===== TEXT BLOCK =====

Ansell particularly annoyed Māori Party co-leader Rawiri Waititi by using the phrase “Te Pity Party” and declaring it was dedicated to “the victimhood of colonisation”.
After Coffey asked him to confine his comments to the bill, Ansell declared:
"This is a “racist government, [and] a racist bill — and you [Rawiri] are the biggest racist of the lot."
"And you are the biggest racist I have ever heard."
Following that tit-for-tat exchange, Coffey warned Ansell he could not call the committee members “racist” and expect them “all to be fine with it”. After a little good-bye wave, Ansell disappeared from the screen.
Ansell was followed by electoral law expert Graeme Edgeler, who lamented the fact the Attorney-General had still not, at that time, issued a ruling on the Bill of Rights implications and so that very important legal contribution to the debate could not yet be considered.
He also pointed out that the bill bypasses the Local Government Commission’s independent check on the Rotorua Council’s “representation arrangements” and instead “moves that role” to a minister.
He saw dangers in allowing elected officials — rather than an independent body — to make decisions that could affect or benefit themselves. He said:
"There is a reason we have the Local Government Commission set up to make these decisions and not Cabinet."

=====

REQUESTS ->
[A] In the committee hearing text, whose ruling on the Bill of Rights implications had not yet been issued?
[B] Locate each line in the records that includes the string "forest" and copy it out in full.

===== GIVEN DATA =====

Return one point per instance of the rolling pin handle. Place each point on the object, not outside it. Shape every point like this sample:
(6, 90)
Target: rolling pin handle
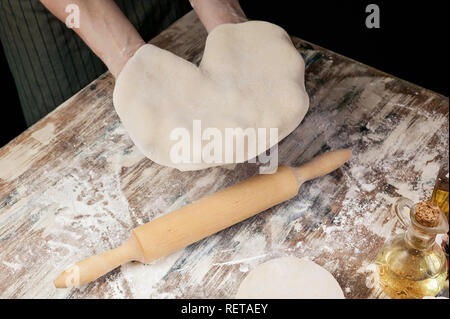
(96, 266)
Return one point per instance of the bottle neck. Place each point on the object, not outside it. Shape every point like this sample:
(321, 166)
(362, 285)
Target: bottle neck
(419, 239)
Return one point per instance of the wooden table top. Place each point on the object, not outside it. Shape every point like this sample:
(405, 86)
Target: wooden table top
(74, 185)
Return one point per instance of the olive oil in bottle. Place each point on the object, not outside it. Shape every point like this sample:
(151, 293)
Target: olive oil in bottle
(412, 265)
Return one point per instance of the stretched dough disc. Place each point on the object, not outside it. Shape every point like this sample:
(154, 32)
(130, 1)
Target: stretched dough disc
(289, 278)
(250, 77)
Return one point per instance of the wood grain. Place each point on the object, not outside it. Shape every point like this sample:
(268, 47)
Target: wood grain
(74, 185)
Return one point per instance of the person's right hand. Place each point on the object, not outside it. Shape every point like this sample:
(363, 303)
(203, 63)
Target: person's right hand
(104, 28)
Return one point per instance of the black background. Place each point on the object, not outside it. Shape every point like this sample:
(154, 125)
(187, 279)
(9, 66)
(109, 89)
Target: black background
(411, 44)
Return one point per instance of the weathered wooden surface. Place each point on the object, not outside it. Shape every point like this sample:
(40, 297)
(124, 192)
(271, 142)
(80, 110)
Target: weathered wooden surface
(74, 185)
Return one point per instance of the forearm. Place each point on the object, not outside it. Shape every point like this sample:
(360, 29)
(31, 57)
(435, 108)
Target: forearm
(215, 12)
(104, 28)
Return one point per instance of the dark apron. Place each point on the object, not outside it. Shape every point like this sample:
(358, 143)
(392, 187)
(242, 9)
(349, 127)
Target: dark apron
(50, 62)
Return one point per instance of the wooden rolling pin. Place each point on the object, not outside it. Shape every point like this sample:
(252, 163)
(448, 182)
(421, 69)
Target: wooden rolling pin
(203, 218)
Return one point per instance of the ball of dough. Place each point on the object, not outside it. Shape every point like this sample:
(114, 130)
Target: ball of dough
(289, 278)
(250, 76)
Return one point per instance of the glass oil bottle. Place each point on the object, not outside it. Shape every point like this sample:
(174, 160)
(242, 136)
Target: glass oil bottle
(412, 265)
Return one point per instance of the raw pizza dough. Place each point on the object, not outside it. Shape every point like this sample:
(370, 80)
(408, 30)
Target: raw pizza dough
(289, 278)
(251, 76)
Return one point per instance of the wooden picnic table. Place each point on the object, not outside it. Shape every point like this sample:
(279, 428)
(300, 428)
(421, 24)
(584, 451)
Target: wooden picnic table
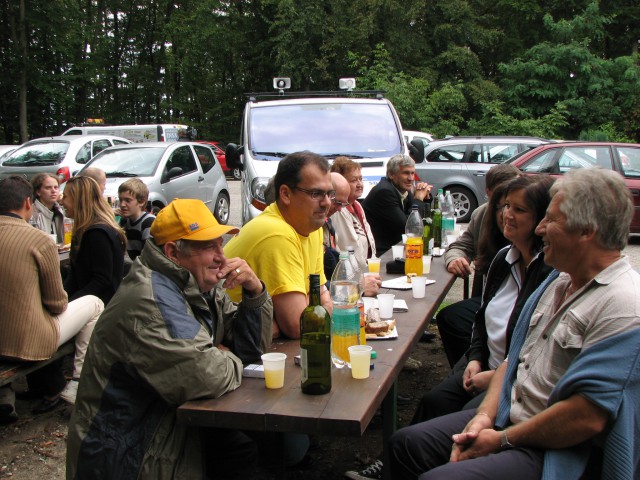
(351, 404)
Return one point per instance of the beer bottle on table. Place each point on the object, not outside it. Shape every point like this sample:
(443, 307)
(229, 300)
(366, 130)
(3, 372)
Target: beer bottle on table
(414, 246)
(315, 343)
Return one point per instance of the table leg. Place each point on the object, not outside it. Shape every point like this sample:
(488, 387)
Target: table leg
(389, 425)
(281, 472)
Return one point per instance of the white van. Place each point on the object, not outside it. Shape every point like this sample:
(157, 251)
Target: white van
(366, 130)
(139, 133)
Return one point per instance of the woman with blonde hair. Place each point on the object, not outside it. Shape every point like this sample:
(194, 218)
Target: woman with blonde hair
(47, 214)
(98, 245)
(350, 223)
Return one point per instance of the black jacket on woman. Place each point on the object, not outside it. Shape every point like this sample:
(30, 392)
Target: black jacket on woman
(535, 273)
(97, 264)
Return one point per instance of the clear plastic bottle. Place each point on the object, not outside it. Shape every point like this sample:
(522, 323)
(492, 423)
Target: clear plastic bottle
(360, 304)
(436, 219)
(427, 234)
(345, 320)
(414, 247)
(448, 217)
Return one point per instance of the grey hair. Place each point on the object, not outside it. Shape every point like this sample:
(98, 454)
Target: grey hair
(597, 199)
(398, 161)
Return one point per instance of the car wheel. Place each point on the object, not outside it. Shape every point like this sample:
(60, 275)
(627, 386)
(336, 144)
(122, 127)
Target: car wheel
(464, 202)
(222, 208)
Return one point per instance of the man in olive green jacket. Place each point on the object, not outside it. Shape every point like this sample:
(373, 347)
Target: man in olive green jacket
(167, 337)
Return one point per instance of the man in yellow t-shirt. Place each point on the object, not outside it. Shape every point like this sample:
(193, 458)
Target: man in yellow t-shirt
(283, 245)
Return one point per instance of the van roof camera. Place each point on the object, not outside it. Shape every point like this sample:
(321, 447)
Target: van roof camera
(347, 84)
(281, 83)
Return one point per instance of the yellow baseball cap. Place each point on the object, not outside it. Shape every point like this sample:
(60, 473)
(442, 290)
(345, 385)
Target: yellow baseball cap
(187, 219)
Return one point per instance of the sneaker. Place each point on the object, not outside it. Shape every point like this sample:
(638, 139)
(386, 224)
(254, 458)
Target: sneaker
(7, 414)
(70, 391)
(372, 472)
(412, 365)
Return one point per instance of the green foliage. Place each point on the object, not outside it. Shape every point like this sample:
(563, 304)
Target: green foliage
(495, 121)
(543, 67)
(605, 133)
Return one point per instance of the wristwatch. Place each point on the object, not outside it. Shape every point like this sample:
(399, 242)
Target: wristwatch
(504, 441)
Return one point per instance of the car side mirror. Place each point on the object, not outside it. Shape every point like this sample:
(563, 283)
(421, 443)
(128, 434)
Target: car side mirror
(173, 172)
(416, 150)
(234, 160)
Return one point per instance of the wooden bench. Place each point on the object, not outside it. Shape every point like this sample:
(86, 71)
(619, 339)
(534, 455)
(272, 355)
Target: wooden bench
(11, 370)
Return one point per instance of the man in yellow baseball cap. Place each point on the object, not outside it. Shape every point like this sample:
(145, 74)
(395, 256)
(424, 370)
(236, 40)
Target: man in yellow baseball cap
(171, 334)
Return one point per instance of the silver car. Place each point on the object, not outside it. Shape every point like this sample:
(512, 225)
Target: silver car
(61, 156)
(170, 170)
(459, 164)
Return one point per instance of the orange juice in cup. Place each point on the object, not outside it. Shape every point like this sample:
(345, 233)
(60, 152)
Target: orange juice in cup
(374, 265)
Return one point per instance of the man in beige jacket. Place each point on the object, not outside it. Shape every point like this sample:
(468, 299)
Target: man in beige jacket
(36, 318)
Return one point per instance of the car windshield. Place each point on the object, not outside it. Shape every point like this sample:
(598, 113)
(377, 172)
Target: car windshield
(129, 162)
(331, 129)
(37, 154)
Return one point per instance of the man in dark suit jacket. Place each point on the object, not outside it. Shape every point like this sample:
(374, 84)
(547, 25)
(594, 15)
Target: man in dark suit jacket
(389, 203)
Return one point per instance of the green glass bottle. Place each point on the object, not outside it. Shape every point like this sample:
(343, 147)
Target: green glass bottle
(315, 343)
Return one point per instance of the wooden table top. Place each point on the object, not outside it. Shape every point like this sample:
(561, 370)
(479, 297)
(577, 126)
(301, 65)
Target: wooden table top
(351, 404)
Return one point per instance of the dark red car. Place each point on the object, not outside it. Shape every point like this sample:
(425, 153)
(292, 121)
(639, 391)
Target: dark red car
(558, 158)
(222, 158)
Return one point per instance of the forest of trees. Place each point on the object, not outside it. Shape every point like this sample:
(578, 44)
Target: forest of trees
(554, 68)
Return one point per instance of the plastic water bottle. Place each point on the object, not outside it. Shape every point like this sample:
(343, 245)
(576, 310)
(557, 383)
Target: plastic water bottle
(362, 339)
(436, 219)
(448, 218)
(414, 247)
(345, 320)
(427, 234)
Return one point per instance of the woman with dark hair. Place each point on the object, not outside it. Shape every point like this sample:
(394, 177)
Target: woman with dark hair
(515, 272)
(98, 245)
(491, 239)
(47, 214)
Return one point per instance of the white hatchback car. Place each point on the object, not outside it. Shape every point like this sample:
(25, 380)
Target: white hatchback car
(61, 156)
(170, 170)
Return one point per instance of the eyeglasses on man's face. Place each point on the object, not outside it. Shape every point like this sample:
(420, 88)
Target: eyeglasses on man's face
(338, 203)
(318, 194)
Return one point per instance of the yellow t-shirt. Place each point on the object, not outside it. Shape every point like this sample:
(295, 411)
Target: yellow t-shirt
(280, 257)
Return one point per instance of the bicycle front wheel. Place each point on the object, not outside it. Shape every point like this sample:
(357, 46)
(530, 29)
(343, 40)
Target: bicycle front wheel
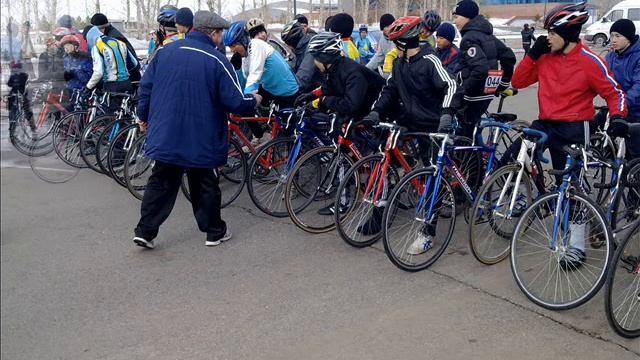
(544, 247)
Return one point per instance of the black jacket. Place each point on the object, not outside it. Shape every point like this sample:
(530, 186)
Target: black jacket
(480, 52)
(418, 91)
(350, 89)
(308, 75)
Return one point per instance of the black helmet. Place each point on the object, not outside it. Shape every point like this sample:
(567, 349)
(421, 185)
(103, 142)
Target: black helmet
(292, 33)
(326, 47)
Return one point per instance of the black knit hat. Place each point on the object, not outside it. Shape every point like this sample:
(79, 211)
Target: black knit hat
(343, 24)
(386, 20)
(626, 28)
(100, 20)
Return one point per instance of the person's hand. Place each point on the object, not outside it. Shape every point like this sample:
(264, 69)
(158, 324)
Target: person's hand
(258, 98)
(142, 125)
(236, 61)
(618, 127)
(304, 98)
(539, 48)
(446, 123)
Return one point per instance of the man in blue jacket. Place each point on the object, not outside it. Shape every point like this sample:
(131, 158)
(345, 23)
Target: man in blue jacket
(624, 62)
(185, 95)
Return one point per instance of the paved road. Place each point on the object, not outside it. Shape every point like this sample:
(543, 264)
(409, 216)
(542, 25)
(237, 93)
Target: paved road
(73, 286)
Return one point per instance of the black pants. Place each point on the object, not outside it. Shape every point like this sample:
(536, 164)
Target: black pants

=====

ANSWERS PER TASK ->
[A] The Attorney-General's.

[B]
Return one point per instance of the forest of trees. Place each point on the object, not outside it. Shape every point like this sample:
Target: forest of trees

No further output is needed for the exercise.